── Source extract

In that case, the parties had had a long history of contractual dealings. The contracts were made orally in each case. After each oral contract was concluded, one party sent to the other a document containing what it said were the terms governing the contract that had just been made. The failure of the recipient to object to those terms, as terms of the contract, justified the inference that they were incorporated into the individual oral contracts.
Lord Morris of Borth-y-Gest (at 90) stated the consequences with his customary clarity:
Over the course of a long period prior to the three oral contracts which are now in question [the purchaser] knew that when [the vendor] sold they did so on the terms that they had continuously made known to [the purchaser]. In those circumstances it is reasonable to hold that when [the purchaser] placed an order to buy they did so on the basis and with the knowledge that an acceptance of the order by [the vendor] and their agreement to sell would be on the terms and conditions set out on their contract notes to the extent to which they were applicable.
Lord Guest spoke to similar effect at 104.

────

Brief 1 -
Answer these from the contract terms excerpt:
(a) In what form were the individual contracts between the parties made?
(b) Which judge stated the consequences "with his customary clarity," and at what page?
(c) At what page did Lord Guest speak to similar effect?
Brief 2 - Carry the contract terms excerpt forward from its final sentence.
These rows were drawn from a separate source and are unrelated to the contract terms excerpt.

── Items

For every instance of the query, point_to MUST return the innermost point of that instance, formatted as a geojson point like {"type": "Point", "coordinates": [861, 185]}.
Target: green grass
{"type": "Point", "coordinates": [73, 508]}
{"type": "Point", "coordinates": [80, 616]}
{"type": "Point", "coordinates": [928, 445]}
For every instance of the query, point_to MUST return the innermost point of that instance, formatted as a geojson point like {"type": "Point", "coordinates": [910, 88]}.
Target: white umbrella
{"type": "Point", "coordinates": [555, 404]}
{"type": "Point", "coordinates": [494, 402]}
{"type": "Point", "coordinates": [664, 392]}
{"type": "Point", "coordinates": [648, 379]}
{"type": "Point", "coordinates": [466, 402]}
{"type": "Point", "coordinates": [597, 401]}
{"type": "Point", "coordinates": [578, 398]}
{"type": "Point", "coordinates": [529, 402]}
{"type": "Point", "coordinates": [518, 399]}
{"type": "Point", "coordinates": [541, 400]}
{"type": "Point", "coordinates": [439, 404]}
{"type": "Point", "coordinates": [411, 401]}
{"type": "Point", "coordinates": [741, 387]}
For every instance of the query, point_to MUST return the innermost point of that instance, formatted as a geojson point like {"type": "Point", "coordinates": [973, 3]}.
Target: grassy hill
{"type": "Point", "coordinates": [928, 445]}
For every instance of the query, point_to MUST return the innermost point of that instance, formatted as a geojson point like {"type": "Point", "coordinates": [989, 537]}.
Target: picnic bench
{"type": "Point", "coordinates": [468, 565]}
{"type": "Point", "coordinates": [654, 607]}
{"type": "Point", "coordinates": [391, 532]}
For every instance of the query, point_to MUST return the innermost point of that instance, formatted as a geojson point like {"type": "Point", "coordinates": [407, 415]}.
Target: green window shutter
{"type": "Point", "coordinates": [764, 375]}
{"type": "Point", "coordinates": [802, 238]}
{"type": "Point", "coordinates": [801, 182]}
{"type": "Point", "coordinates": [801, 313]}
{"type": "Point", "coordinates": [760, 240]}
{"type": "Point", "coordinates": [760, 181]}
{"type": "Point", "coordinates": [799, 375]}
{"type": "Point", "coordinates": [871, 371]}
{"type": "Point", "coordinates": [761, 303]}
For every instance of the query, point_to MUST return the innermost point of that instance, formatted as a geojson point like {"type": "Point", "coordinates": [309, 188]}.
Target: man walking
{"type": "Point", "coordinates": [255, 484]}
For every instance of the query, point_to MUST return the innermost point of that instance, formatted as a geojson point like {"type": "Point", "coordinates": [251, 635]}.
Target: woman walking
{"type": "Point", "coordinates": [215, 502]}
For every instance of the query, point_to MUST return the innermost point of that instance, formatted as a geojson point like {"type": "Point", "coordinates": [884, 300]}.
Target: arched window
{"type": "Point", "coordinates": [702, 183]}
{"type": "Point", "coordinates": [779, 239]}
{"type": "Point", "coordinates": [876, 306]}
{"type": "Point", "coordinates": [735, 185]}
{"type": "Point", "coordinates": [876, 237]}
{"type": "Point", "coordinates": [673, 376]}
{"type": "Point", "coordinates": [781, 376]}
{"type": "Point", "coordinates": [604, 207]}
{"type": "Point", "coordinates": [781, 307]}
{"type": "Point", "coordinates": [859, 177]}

────

Written reply 1 -
(a) Orally.
(b) Lord Morris of Borth-y-Gest, at 90.
(c) At 104.

Written reply 2 -
Thus, in Carter, Peden and Tolhurst, Contract Law in Australia (LexisNexis, Fifth Edition, 2007), the authors say at [10-18] that:
A course of dealing occurs when the contract at issue between the parties is preceded by a series of transactions over time. Such a course of dealing may have the effect of incorporating terms into a contract.
A similar approach was taken in Hays Personnel Services (Australia) Pty Ltd v Motorline Pty Ltd  QCA 375. Holmes JA, with whom Keane JA and McMeekin J agreed, said at  that time sheets provided by one party to the other, as part of their course of dealing prior to making the contract on which the plaintiff sued, could be regarded as incorporated into that contract. See also, to similar effect, McLure P in La Rosa v Nudrill Pty Ltd  WASCA 18 at , , and Buss JA in the same case at .
In La Rosa, McLure P said at  that incorporation based on prior dealings is not the same as implication in fact or implication based on trade custom or usage. What is involved is, rather, inference based on prior conduct.”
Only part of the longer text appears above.